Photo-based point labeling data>
◆ ◆ ◆
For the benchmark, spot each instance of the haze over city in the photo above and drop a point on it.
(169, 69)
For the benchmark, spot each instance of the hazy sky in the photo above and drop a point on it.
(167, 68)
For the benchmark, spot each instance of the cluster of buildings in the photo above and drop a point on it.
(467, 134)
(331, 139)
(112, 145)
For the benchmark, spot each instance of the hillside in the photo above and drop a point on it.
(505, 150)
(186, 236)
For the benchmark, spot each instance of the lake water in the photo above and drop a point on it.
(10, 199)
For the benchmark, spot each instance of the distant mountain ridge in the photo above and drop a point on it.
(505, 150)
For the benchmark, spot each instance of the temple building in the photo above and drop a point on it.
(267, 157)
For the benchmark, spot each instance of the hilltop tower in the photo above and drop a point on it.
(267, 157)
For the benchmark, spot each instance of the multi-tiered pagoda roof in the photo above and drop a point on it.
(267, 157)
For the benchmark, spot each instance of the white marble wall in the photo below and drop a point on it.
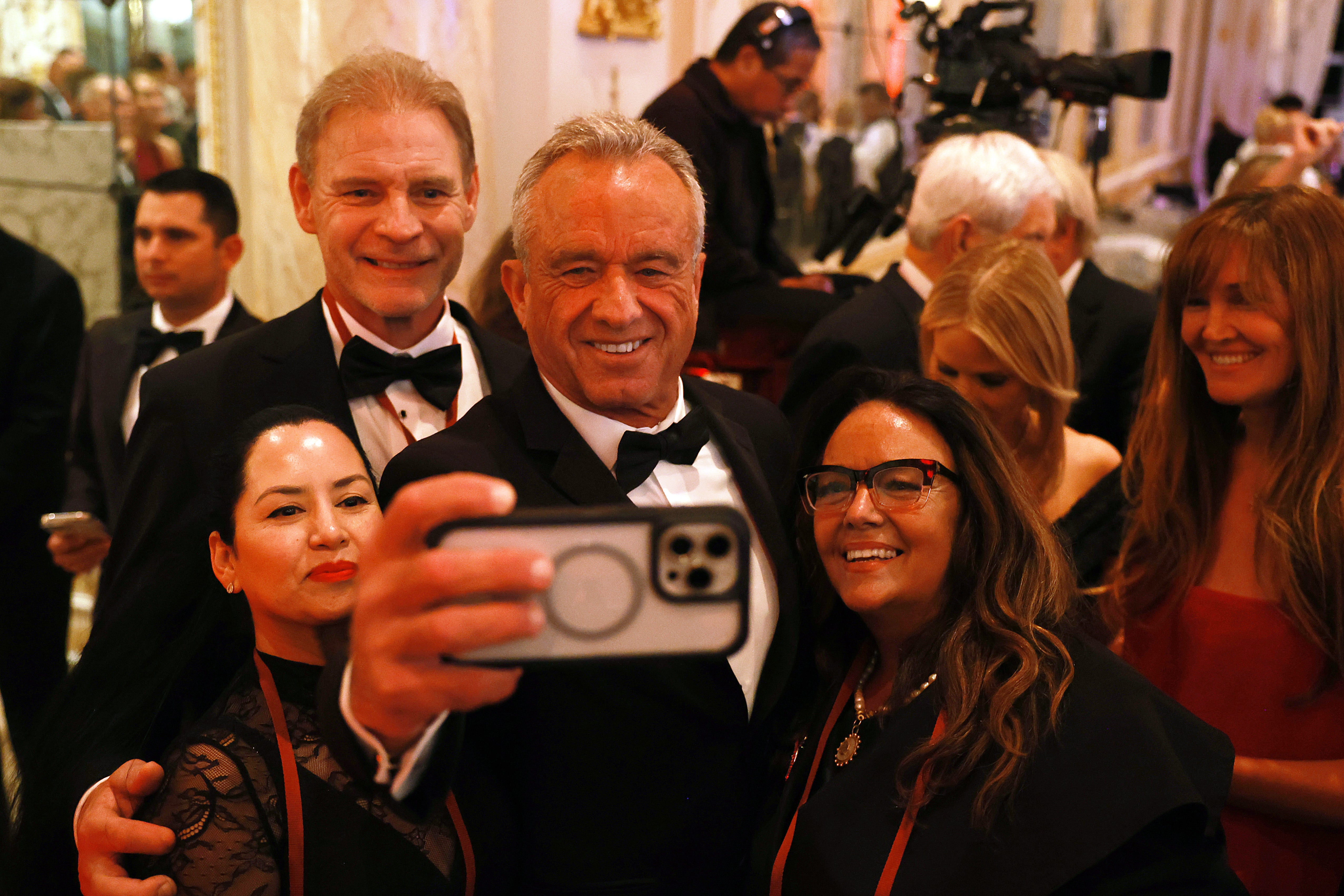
(54, 195)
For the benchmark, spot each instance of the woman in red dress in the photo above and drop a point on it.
(1233, 570)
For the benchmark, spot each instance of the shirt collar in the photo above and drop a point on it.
(444, 334)
(1070, 277)
(209, 324)
(917, 278)
(604, 434)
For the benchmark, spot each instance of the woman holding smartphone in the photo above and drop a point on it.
(963, 739)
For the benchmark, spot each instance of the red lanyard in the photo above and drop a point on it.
(295, 803)
(386, 404)
(908, 820)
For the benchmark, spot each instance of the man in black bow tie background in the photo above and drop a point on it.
(386, 181)
(186, 245)
(635, 777)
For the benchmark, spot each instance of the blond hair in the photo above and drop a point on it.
(382, 81)
(1077, 199)
(1179, 460)
(1007, 295)
(603, 136)
(1273, 127)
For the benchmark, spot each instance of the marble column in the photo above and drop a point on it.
(54, 195)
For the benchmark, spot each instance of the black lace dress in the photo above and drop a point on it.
(224, 797)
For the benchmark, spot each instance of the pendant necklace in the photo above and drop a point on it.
(850, 746)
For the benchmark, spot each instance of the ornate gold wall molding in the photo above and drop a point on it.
(612, 19)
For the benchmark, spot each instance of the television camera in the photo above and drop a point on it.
(984, 74)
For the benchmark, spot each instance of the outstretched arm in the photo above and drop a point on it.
(1308, 792)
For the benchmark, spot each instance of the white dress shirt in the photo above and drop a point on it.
(209, 324)
(877, 143)
(1070, 277)
(709, 481)
(917, 278)
(380, 434)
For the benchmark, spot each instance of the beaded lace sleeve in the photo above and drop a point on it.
(225, 824)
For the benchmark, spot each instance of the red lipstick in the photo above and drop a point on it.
(339, 571)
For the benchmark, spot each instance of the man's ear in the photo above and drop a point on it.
(222, 562)
(230, 250)
(472, 194)
(302, 194)
(514, 280)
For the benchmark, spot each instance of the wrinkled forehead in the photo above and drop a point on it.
(581, 199)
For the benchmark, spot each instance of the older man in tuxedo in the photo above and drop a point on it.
(187, 241)
(386, 179)
(636, 777)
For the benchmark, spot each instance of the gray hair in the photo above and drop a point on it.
(1077, 199)
(603, 136)
(991, 177)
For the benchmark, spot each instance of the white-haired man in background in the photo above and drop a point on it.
(1109, 322)
(972, 189)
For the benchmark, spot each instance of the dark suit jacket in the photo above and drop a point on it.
(96, 457)
(1111, 324)
(878, 327)
(191, 406)
(41, 330)
(628, 777)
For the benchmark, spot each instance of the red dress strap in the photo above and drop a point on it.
(464, 840)
(908, 820)
(293, 800)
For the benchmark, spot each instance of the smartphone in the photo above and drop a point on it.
(630, 582)
(74, 523)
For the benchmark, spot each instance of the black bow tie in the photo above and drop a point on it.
(678, 444)
(366, 370)
(151, 343)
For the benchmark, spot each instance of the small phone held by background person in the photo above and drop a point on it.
(74, 523)
(630, 582)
◆ ◆ ◆
SHORT PROBLEM>
All preceding records should be duplicated verbatim, images excepted.

ANSWER FOR THIS EXERCISE>
For the benchmark, spot each instance of the haze over city in the photo above and drop a point on it.
(169, 69)
For the benchmark, spot each instance of the hazy sky in the photo above and drop a point on it.
(167, 68)
For the benchmark, spot each instance of the cluster of buildings in the photo above and drop a point on it.
(467, 134)
(331, 139)
(112, 145)
For the benchmark, spot each instance of the hillside in the photo above and drop a point on it.
(505, 150)
(186, 236)
For the benchmark, spot each instance of the lake water in the photo above and drop a point on it.
(10, 199)
For the benchmark, spot each instance of the distant mountain ridge in the photo above and drop a point on it.
(505, 150)
For the benchmark, spot each instance of the temple building in the photo above and drop a point on it.
(267, 157)
For the benchmark, spot each instance of the hilltop tower in the photo above and drop a point on it.
(267, 157)
For the benchmark, spot each instance of the multi-tiered pagoda roof in the photo above and drop a point on it.
(267, 157)
For the benchmark, spot each instance of the white marble wall in the photo below and drop a point on it.
(54, 195)
For the benchmark, spot each instance of the woman in red dress in the photo above and drop a point on it.
(1233, 570)
For the benchmark, spot each instance of the shirt collar in the photo above and drop a point on it.
(444, 334)
(1070, 277)
(209, 324)
(917, 278)
(604, 434)
For the benchmark, spot each instance of the woman holding smartphone in the photo above and drop a point on it.
(963, 739)
For the benchmark, spot each instance of the red lanyard in the photo above and drop a point on it.
(295, 803)
(386, 404)
(908, 820)
For the benchmark, spot each instance of the man in black bow tie background in the photo above and drop a point on it.
(386, 181)
(186, 245)
(635, 777)
For the benchmark, spot each instance of the blond hair in the photo above and drop a point on it.
(382, 81)
(1077, 199)
(1179, 460)
(1007, 295)
(603, 136)
(1273, 127)
For the benchmark, spot each instance of the marble column in the photo above and drop a point on it.
(54, 195)
For the benchmark, spot each instance of the black lace dress in the photo above and drop a point on it.
(224, 797)
For the benchmark, spot each instance of the pendant necklace in the photo above and drop a point on it.
(850, 746)
For the benchmark, spot each instance of the ornate gold wall molding in the photo above and drop a point on it.
(612, 19)
For the benchmark, spot each instance of the television camera in the photo above and drop a point on it.
(984, 74)
For the benchmark, spot each instance of the outstretched arm in the photo above and drop a point on it.
(1308, 792)
For the benchmark, spot each instance of the white dress shirt in the photo above and drop a point on it.
(209, 324)
(877, 143)
(1070, 277)
(709, 481)
(917, 278)
(380, 434)
For the benchmark, spot each instance of the beaded lace sleeve in the photo above and drop a point on it.
(225, 824)
For the benchmark, spot each instance of the red lipstick in the photo above and drop a point on it.
(339, 571)
For the benchmark, spot each instance of the man's ear in the photo above and drop a point on it.
(222, 562)
(230, 250)
(472, 194)
(302, 194)
(514, 280)
For the benchmark, spot each instance of the wrinkled forehead in the photo above and drop a point on it.
(581, 199)
For the benchmark, spot each instance of the older man in tuxedo in the photo above and drop a point on it.
(187, 241)
(386, 179)
(636, 777)
For the benchmark, spot each instance of the gray hair in the photo above and drop a point on it.
(1077, 199)
(603, 136)
(991, 177)
For the benchmark, spot each instance of the white-haired man in background in the photo above and drop a point on it.
(1109, 322)
(972, 189)
For the benchmark, spot each instance of the dark suit jacket in the photo above and drop a point on it.
(96, 457)
(1111, 324)
(878, 327)
(191, 406)
(41, 330)
(628, 777)
For the benchmark, spot each instance of the red dress strap in the photo above and drop a point on it.
(464, 840)
(908, 820)
(293, 800)
For the benchmark, spot each instance of the smartphone in the photo above and drop a point on it.
(630, 582)
(74, 523)
For the benchmark, spot each instance of the black bow tie in the photo above and drop a point on it.
(678, 444)
(366, 370)
(151, 343)
For the benchmark, spot each instance of the small phone held by background person in the photo above and drop a point on it.
(74, 523)
(630, 582)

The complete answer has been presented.